- TASK DETAILS
Find the lines in the records below that contain "kitchen", and report each of them.

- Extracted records
=== Begin Enclosure ===
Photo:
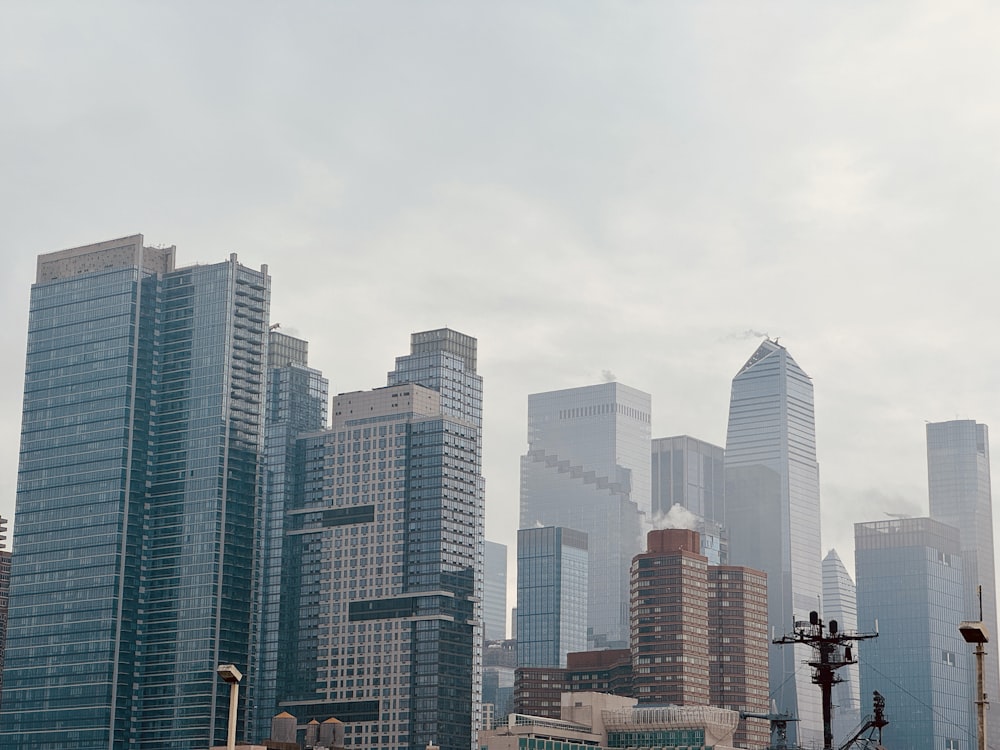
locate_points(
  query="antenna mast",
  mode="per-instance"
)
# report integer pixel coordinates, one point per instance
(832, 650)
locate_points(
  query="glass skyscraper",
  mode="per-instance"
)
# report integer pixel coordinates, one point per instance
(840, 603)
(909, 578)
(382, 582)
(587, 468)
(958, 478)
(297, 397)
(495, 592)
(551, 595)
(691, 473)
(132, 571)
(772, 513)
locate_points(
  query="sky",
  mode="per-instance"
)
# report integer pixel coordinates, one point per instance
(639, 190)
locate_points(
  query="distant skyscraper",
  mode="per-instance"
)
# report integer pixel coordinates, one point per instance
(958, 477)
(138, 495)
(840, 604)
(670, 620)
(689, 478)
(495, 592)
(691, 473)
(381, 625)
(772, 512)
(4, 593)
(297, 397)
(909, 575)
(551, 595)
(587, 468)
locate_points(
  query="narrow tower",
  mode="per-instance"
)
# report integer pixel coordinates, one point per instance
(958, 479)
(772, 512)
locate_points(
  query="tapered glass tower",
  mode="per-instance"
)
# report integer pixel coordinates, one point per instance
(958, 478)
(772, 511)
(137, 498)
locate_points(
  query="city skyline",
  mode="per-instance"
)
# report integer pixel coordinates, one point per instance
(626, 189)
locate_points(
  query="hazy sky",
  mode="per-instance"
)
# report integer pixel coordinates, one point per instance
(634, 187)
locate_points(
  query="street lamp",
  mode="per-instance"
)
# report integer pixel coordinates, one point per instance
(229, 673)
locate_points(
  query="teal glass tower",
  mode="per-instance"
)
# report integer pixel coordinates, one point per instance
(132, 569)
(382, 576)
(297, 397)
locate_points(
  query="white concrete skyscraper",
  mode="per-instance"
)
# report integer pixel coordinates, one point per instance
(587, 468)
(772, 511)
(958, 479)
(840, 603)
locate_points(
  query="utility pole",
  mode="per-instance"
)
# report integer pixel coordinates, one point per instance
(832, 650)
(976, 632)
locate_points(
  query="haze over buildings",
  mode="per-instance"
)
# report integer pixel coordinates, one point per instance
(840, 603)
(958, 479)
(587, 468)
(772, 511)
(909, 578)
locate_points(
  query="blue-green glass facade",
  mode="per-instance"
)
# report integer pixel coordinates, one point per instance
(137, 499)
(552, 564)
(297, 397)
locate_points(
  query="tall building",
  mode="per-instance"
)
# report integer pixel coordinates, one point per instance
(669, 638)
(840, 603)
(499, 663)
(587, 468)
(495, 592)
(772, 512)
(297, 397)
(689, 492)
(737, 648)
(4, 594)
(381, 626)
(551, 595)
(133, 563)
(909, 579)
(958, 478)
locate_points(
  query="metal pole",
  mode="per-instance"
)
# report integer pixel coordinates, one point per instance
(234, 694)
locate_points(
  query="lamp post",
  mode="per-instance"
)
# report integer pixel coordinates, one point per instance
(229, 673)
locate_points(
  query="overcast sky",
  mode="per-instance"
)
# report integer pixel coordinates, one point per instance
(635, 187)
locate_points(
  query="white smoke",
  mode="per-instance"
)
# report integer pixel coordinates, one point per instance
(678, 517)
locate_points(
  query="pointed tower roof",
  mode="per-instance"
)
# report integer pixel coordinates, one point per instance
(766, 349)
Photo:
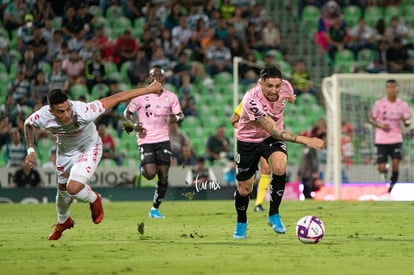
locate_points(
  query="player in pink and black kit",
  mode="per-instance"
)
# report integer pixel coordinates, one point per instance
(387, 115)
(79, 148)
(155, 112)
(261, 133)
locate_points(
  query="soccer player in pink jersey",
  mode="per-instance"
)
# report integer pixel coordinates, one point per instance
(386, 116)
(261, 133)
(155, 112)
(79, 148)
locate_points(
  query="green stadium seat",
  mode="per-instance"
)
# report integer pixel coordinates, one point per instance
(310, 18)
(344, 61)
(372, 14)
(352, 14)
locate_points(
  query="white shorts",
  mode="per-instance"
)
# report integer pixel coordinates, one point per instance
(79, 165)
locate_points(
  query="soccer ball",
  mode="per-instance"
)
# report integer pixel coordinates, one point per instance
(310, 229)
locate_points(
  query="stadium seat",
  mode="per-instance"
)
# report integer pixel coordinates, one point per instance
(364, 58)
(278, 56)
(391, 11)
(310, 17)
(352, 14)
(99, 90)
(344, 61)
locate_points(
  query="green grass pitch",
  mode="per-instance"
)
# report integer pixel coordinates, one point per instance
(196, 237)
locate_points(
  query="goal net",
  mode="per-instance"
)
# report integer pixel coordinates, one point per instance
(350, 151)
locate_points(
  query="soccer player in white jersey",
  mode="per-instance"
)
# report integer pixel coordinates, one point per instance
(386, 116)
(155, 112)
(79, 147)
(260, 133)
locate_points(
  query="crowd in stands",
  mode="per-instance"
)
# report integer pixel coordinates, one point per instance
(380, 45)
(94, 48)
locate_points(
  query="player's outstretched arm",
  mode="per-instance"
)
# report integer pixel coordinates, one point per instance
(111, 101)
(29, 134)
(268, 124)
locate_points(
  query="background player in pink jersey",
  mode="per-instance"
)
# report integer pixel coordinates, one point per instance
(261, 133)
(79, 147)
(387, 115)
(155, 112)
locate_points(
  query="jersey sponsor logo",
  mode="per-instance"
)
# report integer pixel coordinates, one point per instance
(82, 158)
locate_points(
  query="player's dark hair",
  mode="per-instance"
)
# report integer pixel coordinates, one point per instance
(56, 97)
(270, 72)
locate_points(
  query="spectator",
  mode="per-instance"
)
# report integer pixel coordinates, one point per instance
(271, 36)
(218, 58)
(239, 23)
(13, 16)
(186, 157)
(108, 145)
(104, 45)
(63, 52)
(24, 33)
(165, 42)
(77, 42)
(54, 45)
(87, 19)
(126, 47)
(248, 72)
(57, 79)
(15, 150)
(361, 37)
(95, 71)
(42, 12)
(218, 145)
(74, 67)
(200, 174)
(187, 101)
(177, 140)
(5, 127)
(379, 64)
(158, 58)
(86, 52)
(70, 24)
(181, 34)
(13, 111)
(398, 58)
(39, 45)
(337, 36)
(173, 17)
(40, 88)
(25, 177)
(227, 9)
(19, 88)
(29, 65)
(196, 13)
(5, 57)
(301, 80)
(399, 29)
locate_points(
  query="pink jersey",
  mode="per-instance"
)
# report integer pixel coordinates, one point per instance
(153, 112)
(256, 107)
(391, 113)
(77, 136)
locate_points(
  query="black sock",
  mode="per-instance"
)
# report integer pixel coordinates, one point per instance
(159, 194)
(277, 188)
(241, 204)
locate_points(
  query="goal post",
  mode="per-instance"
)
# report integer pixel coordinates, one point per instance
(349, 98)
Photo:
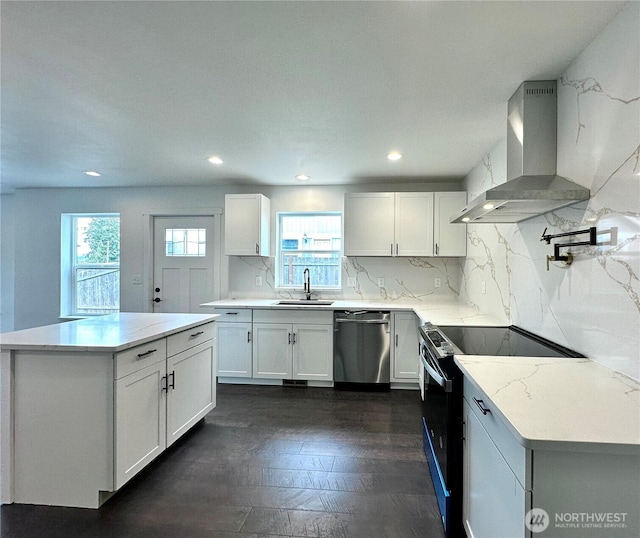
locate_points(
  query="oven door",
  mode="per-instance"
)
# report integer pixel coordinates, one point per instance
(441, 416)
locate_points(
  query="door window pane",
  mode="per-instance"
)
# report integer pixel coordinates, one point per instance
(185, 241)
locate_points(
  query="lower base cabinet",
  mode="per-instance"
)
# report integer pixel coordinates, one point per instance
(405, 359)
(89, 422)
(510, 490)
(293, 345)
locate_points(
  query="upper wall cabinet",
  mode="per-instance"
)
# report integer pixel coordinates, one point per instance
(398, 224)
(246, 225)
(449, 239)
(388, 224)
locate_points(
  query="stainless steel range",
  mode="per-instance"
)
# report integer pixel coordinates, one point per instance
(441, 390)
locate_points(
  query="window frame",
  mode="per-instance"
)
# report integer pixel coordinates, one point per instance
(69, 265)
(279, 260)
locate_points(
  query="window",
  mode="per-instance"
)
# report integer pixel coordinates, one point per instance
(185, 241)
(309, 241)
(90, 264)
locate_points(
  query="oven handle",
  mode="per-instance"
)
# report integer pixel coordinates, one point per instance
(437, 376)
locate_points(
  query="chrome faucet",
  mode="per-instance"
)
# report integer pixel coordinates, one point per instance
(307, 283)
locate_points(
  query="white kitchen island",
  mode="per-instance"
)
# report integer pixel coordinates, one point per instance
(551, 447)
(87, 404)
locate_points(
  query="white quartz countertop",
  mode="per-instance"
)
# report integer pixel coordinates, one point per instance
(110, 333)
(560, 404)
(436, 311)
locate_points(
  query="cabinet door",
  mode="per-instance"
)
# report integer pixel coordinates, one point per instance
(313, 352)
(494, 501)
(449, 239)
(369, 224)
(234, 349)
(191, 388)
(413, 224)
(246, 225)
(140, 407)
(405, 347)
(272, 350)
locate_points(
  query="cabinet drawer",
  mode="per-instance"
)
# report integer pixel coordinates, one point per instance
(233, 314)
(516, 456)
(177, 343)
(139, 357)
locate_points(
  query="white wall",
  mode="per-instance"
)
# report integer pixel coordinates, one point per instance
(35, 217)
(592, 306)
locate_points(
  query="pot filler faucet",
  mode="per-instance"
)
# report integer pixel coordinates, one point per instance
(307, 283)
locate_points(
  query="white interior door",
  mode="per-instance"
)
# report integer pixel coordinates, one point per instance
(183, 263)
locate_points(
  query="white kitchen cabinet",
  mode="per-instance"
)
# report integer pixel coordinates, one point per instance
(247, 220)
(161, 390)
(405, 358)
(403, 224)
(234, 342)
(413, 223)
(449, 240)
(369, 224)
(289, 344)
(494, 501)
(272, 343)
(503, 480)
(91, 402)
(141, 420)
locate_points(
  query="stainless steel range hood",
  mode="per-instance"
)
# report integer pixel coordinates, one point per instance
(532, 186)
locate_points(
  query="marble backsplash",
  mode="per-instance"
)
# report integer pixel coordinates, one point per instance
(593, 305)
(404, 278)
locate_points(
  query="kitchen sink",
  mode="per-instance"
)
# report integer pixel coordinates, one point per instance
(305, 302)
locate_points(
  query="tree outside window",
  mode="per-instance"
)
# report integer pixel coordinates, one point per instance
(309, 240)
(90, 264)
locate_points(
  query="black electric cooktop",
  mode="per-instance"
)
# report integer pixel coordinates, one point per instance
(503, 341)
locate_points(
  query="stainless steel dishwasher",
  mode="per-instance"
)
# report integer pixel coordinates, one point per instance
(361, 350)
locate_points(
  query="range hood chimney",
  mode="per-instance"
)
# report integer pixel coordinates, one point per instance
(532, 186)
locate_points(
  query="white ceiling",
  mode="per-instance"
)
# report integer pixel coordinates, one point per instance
=== End Enclosure ===
- ANSWER TO THE PROBLEM
  query="white kitchen island",
  query="white kitchen cabinet",
  query="kitchen sink",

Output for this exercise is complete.